◆ What you are asked to do ◆
Give back the line where "the girl's hand" appears and all the lines after it until the listing ends, unchanged and with nothing else.
··· Data for this task ···
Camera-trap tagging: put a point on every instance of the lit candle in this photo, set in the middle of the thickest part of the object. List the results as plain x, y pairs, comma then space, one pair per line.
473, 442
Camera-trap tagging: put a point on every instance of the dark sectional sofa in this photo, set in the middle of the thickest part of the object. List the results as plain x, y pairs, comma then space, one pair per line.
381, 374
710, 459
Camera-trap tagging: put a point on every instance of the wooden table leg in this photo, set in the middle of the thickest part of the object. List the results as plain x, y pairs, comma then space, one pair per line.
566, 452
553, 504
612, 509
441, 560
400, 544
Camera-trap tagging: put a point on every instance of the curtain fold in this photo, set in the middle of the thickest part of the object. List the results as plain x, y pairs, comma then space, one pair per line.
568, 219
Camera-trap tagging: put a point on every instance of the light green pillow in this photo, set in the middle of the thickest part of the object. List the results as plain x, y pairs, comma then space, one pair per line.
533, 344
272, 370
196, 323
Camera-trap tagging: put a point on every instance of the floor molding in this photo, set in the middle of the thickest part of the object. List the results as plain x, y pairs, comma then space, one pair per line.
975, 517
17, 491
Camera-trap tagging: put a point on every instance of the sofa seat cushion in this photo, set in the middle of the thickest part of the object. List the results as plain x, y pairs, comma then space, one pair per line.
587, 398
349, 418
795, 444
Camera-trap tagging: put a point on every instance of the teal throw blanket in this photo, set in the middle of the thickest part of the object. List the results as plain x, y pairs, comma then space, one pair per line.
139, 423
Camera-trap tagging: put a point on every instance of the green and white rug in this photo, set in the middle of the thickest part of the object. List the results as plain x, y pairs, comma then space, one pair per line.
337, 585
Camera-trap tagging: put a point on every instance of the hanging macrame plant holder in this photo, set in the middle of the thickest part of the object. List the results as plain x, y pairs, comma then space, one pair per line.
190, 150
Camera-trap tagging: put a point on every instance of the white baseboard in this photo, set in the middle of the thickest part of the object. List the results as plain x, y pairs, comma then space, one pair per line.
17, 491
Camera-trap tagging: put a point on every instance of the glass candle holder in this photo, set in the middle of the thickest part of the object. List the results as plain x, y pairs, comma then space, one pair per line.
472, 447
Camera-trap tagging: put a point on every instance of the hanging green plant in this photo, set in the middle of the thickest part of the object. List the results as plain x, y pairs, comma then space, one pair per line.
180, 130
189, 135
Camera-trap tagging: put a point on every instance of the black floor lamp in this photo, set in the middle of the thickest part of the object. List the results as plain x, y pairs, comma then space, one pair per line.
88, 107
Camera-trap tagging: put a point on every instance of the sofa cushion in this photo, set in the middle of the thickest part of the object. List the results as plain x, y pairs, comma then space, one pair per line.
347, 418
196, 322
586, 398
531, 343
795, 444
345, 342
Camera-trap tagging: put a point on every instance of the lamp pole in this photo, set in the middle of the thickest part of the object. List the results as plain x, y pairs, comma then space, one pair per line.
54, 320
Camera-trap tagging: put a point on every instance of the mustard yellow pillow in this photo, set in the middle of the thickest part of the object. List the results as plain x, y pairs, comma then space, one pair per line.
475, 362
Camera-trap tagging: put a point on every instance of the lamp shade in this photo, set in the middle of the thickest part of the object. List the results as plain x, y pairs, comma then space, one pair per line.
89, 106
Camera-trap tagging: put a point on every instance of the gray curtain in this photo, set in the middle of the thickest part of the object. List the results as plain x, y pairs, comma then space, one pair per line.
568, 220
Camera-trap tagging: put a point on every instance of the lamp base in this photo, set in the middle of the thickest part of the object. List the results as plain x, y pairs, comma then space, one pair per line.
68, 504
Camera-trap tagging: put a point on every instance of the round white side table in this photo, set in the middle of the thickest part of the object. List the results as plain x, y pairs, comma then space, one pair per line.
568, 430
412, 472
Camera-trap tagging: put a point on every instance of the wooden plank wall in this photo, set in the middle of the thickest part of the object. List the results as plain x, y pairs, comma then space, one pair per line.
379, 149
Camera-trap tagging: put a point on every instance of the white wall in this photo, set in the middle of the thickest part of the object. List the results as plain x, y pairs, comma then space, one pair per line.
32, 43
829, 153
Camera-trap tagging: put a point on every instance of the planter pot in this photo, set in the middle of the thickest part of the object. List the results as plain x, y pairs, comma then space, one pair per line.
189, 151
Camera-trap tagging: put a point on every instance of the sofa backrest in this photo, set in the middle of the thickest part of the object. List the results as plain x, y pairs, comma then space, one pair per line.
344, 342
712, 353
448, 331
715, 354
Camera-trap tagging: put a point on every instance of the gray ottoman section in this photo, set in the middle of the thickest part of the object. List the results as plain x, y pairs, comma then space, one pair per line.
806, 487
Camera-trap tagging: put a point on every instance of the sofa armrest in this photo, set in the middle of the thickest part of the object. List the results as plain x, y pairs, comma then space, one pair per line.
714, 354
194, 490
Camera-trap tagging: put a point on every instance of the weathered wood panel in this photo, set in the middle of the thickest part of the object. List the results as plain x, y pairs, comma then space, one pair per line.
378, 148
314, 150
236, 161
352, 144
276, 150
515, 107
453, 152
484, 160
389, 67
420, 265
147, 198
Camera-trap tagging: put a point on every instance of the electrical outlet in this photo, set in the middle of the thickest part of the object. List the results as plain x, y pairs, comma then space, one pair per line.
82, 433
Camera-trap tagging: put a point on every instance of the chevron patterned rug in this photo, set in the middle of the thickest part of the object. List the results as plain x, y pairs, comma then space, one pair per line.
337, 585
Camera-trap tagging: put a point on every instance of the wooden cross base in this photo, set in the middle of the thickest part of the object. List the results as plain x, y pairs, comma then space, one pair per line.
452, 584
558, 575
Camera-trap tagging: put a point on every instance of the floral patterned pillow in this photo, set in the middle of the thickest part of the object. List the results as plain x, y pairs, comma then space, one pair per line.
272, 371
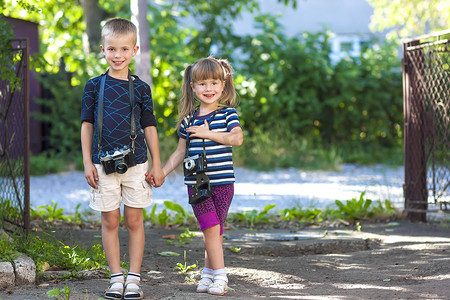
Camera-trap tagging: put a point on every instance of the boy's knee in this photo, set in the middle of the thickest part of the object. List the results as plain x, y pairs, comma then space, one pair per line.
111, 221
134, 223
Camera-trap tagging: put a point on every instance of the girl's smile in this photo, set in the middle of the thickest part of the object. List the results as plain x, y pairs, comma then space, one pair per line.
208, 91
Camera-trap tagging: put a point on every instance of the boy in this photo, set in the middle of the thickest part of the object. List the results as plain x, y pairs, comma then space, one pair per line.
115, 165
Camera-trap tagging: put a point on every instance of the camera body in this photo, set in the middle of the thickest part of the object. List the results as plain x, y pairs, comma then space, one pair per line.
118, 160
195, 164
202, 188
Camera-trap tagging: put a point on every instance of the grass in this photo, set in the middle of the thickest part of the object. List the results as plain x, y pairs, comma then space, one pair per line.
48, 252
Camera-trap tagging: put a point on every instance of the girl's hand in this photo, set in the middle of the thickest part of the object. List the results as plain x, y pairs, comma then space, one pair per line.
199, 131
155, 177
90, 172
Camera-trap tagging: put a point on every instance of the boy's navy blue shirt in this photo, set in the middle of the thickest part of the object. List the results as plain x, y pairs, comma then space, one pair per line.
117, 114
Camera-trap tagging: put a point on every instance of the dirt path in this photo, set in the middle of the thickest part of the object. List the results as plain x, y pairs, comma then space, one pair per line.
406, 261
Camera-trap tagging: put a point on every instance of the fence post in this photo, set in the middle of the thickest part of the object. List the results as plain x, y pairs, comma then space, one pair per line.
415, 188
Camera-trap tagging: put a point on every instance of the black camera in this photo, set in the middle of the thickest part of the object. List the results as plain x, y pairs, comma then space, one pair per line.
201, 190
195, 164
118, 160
···
◆ Result below ◆
Camera-trap tagging: put a point on every instance of the girl's hand in this photo, set in the middle of the thickest part of the object. List the results as plain x, y pairs, comma then space, one pair per line.
199, 131
155, 177
90, 172
Camera-trap tagging: put a point on every instance of the boy's navy blue shirt in this photo, set in the middle of the thickest part of the object. List the results as plain x, y pairs, comma then space, one pair per line.
117, 114
Camera-trap tagging: put a point on every instance of the dirt path in this photo, set in the middle of the thickest part of the object. List the results as plain x, y pairs, comma then space, one pair per line.
406, 261
Camera-trap tagging: put a point on every instance of the fence post in this photo, set in the middle of the thickest part of the object. List the results as plain x, y pairs, comma then space, one pair per line.
415, 188
Camera-trap tagging: put a point on every instance of the black camera in this photo, set in the middle of the thickest part of the object. List the results as plain x, y pairs, comma then space, one pair per line.
201, 190
195, 164
118, 160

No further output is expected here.